About World Diabetes Day

14 November

Find out more about World Diabetes Day

Key messages
1 in 10 people are living
with diabetes

Nurses and diabetes

The theme of World Diabetes Day 2020 is The Nurse and Diabetes. The campaign aims to raise awareness around the crucial role that nurses play in supporting people living with diabetes.

According to the World Health Organization (WHO)*:

  • Nurses accounts for 59% of health professionals
  • The global nursing workforce is 27.9 million, of which 19.3 million are professional nurses
  • The global shortage of nurses in 2018 was 5.9 million. 89% of that shortage is concentrated in low- and middle-income countries

The number of nurses trained and employed needs to grow by 8% a year to overcome alarming shortfalls in the profession by 2030.

WHO estimates that the total investment required to achieve the targets outlined in the Social Development Goals (SDGs) by 2030 stand at 3.9 trillion USD – 40% of which should be dedicated to remunerating the health workforce.

Investing in the health workforce also has the capacity to impact other SDGs on eradicating poverty, ensuring inclusive and equitable education, achieving gender equality through the employment and empowerment of women, and promoting decent work and sustainable and inclusive economic growth.

IDF is speaking to policy-makers and nurses directly about the steps that can be taken to ensure health professionals are best prepared to support people living with diabetes in their communities – through better education and funding.

Nurses: make the difference for diabetes

As a highly valued member of the community, nurses do outstanding work to support people living with a wide range of health concerns. People who either live with diabetes or are at risk of developing the condition need their support too.

People living with diabetes face a number of challenges, and education is vital to equip nurses with the skills to support them. IDF wants to facilitate opportunities for nurses to learn more about the condition and receive training so that they can make a difference for people with diabetes.

An online course – The Role of the Diabetes Educator – is available to help nurses assess what they know about diabetes and improve their knowledge and understanding of the condition.

-- Input data --
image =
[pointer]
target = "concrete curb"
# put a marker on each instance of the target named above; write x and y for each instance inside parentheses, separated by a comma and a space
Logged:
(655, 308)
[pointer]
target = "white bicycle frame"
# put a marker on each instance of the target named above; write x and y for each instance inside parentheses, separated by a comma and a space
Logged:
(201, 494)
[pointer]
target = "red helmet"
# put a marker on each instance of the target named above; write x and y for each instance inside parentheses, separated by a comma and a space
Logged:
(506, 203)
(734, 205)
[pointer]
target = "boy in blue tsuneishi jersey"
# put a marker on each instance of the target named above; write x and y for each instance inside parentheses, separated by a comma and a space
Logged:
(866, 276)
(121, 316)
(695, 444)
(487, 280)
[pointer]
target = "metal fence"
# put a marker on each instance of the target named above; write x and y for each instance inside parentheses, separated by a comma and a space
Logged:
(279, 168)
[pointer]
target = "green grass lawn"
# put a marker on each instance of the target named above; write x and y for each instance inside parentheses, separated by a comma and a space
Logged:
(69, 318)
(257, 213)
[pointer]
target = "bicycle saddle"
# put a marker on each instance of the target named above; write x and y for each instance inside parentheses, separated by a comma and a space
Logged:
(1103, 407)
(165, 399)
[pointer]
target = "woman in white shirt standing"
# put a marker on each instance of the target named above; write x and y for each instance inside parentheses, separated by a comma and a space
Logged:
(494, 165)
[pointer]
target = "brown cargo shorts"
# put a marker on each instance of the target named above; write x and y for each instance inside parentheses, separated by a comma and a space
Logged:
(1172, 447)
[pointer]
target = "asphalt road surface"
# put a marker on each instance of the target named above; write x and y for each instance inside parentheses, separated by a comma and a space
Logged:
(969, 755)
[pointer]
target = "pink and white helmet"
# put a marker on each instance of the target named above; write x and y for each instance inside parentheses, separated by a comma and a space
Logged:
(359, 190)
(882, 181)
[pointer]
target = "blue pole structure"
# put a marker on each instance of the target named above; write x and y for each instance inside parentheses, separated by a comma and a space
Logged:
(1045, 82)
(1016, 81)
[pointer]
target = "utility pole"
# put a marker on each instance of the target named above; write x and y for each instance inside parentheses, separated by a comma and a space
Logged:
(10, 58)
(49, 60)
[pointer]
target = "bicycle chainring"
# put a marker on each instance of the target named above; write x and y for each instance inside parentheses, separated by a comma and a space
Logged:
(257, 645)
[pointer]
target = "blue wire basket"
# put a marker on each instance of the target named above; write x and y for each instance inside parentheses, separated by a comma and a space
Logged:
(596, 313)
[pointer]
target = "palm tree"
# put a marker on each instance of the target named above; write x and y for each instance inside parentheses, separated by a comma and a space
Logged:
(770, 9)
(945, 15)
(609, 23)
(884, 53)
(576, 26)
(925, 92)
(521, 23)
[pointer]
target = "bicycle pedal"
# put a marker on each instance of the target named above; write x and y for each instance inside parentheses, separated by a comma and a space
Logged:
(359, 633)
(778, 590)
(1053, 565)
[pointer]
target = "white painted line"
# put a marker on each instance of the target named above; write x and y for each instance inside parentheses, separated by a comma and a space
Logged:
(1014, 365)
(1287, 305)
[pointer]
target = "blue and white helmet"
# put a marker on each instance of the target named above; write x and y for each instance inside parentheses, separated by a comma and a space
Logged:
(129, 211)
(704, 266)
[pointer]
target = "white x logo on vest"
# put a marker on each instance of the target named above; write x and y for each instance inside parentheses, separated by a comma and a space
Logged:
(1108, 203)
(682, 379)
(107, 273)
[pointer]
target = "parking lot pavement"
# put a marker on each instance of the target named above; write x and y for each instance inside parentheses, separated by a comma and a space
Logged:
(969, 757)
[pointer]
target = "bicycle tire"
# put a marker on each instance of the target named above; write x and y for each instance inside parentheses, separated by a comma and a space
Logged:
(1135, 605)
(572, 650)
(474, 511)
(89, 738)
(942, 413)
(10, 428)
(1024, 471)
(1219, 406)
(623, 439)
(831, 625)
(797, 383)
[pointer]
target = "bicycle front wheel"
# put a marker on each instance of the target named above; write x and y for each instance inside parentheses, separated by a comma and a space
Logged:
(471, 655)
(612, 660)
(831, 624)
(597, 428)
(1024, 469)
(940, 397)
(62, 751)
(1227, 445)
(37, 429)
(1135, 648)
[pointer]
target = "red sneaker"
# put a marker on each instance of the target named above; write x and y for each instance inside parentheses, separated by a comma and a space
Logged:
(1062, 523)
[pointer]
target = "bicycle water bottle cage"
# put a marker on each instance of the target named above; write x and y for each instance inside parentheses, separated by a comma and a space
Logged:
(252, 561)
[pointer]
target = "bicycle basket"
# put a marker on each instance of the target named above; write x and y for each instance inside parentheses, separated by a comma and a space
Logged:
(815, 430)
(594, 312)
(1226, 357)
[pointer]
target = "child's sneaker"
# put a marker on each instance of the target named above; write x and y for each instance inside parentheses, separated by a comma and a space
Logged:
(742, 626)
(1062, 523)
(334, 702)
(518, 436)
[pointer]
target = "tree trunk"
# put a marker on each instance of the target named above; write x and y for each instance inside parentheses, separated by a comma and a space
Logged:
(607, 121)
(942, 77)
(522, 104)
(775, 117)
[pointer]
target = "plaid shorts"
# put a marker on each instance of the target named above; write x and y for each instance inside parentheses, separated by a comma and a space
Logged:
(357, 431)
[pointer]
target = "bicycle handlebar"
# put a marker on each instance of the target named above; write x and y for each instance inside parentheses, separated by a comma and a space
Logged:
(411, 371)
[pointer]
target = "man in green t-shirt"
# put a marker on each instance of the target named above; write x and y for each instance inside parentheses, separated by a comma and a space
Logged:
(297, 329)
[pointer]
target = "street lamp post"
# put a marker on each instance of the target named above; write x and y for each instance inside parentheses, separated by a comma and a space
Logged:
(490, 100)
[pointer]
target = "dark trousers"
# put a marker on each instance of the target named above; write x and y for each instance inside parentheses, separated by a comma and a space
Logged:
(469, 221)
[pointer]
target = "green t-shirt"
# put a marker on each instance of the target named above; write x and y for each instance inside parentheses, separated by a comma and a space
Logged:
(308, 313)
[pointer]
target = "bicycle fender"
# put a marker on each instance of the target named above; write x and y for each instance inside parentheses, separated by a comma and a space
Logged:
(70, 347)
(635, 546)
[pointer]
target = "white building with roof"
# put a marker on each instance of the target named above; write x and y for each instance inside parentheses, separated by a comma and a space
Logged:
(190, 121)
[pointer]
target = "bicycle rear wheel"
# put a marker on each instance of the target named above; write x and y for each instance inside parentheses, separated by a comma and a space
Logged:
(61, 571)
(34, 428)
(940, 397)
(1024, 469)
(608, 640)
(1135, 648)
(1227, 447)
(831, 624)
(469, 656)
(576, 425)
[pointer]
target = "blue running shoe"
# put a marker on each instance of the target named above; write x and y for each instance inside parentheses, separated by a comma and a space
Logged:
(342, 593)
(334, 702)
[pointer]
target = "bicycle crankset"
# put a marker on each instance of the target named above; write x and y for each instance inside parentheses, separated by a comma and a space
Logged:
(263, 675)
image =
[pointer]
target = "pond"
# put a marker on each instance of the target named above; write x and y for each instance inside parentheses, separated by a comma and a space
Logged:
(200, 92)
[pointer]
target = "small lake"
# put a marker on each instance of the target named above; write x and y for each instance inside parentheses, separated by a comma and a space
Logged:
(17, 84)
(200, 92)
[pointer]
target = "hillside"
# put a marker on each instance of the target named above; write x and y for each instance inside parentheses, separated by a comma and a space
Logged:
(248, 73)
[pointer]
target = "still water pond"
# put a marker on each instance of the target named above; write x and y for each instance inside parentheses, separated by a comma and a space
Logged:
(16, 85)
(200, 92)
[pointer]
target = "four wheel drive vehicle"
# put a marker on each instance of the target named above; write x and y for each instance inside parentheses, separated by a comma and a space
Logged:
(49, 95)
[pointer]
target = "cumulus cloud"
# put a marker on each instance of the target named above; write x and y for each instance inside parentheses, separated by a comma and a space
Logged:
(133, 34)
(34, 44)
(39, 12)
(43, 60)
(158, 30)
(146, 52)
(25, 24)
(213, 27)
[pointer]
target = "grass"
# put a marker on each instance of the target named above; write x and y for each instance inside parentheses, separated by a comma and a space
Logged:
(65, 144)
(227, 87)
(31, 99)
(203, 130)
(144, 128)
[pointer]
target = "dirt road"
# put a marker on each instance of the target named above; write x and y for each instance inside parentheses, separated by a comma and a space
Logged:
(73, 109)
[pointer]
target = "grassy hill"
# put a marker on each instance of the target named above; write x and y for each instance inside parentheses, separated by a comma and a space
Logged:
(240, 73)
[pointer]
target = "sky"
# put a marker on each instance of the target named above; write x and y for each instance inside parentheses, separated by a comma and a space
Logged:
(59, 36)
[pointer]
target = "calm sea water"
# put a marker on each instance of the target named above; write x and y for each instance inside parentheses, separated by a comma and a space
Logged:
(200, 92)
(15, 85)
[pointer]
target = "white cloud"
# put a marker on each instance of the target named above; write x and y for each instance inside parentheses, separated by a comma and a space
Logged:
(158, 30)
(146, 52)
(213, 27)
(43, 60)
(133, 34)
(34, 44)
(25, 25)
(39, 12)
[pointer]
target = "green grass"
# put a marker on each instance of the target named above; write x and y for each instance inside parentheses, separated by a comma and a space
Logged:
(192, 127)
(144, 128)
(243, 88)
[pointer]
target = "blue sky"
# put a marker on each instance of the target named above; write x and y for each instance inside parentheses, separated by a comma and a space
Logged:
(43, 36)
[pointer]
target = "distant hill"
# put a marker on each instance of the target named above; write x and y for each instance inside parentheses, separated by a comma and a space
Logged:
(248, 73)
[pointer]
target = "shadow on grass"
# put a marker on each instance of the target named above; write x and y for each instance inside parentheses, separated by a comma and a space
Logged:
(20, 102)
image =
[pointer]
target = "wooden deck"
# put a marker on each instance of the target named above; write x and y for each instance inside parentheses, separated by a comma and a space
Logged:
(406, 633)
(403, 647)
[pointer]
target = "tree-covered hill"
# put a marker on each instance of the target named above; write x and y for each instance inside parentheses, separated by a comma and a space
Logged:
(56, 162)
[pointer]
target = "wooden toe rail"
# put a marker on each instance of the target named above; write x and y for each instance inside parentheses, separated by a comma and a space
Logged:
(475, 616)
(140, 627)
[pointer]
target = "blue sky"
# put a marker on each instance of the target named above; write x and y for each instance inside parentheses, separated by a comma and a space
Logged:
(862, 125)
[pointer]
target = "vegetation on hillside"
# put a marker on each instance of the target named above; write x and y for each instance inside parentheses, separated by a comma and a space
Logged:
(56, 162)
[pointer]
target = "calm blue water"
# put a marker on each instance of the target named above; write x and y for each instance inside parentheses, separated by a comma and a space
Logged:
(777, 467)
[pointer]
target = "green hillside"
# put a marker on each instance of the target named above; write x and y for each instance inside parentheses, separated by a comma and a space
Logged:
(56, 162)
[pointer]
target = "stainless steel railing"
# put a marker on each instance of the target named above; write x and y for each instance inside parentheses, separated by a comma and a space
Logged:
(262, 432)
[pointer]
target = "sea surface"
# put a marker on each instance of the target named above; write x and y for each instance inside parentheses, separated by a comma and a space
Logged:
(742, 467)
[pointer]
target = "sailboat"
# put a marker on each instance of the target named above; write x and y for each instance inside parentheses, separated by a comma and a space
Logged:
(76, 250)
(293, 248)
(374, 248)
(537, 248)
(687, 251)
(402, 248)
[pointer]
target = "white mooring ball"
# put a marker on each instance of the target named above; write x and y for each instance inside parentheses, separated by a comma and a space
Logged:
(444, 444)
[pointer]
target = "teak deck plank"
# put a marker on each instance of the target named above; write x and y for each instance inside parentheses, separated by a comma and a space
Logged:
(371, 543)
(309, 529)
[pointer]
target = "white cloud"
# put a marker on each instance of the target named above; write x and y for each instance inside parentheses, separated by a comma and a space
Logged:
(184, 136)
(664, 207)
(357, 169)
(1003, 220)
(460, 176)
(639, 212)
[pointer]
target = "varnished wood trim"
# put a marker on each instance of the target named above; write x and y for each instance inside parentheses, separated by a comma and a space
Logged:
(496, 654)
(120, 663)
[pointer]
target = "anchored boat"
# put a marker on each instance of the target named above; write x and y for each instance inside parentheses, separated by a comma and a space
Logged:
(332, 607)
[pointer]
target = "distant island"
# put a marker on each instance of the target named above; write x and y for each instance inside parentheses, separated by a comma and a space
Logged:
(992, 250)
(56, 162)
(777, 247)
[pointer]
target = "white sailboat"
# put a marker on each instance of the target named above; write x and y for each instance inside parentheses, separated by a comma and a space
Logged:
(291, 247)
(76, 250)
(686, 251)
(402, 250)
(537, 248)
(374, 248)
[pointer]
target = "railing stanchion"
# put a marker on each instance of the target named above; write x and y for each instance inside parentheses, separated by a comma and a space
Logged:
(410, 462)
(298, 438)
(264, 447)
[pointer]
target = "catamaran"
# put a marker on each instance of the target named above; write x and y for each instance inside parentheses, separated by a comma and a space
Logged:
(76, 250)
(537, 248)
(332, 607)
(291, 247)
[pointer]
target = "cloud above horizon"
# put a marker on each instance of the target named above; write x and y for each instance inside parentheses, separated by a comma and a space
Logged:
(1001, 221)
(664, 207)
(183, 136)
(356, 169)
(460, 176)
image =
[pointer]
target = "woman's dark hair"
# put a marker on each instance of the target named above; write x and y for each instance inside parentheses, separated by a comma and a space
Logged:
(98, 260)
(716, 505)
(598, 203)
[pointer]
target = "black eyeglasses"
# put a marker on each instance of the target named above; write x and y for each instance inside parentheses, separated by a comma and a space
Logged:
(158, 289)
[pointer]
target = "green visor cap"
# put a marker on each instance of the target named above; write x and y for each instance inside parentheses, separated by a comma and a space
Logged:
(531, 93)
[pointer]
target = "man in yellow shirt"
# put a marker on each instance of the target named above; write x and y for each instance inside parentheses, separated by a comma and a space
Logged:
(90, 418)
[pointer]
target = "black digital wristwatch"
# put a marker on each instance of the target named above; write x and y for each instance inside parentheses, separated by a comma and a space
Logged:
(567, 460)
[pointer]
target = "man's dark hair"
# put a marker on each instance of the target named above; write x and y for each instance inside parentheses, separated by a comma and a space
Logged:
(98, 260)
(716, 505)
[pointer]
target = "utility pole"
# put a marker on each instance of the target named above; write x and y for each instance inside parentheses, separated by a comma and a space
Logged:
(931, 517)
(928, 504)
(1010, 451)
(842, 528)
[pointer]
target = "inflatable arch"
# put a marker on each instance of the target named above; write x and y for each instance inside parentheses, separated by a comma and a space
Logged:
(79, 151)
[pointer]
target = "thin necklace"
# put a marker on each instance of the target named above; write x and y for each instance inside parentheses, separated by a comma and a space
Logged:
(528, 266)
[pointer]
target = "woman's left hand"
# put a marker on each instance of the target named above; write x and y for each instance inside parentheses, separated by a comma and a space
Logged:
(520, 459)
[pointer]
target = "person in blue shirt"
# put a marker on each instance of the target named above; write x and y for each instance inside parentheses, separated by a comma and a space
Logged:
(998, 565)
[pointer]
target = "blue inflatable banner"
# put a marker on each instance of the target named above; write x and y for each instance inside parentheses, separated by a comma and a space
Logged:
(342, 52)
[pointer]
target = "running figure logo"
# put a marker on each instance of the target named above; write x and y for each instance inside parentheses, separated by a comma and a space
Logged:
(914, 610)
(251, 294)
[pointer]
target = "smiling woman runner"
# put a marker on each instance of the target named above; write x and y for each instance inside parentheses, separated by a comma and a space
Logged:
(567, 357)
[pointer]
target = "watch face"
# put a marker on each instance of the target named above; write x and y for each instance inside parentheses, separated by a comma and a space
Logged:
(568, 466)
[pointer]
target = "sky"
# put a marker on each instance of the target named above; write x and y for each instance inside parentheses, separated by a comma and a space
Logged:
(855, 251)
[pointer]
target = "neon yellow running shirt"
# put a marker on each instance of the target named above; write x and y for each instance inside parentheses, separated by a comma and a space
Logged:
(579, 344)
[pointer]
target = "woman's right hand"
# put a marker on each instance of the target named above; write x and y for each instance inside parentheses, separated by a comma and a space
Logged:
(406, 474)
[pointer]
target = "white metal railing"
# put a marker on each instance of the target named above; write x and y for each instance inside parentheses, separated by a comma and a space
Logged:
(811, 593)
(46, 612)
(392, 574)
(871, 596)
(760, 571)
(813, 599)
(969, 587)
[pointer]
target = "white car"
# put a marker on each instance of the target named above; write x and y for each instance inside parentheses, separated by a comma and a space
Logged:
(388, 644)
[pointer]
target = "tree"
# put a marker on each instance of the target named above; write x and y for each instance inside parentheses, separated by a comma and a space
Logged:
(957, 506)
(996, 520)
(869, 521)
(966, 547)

-- Activity A --
Translate this sentence from the World Diabetes Day page into Spanish: "The number of nurses trained and employed needs to grow by 8% a year to overcome alarming shortfalls in the profession by 2030."
-- Activity B --
Rewrite the World Diabetes Day page between "The number of" and "the health workforce.", inclusive, switching "2030" to "2035".

-- Solution A --
El número de enfermeras formadas y empleadas necesita crecer un 8 % al año para superar, de aquí a 2030, los alarmantes déficits en la profesión.

-- Solution B --
The number of nurses trained and employed needs to grow by 8% a year to overcome alarming shortfalls in the profession by 2035.

WHO estimates that the total investment required to achieve the targets outlined in the Social Development Goals (SDGs) by 2035 stand at 3.9 trillion USD – 40% of which should be dedicated to remunerating the health workforce.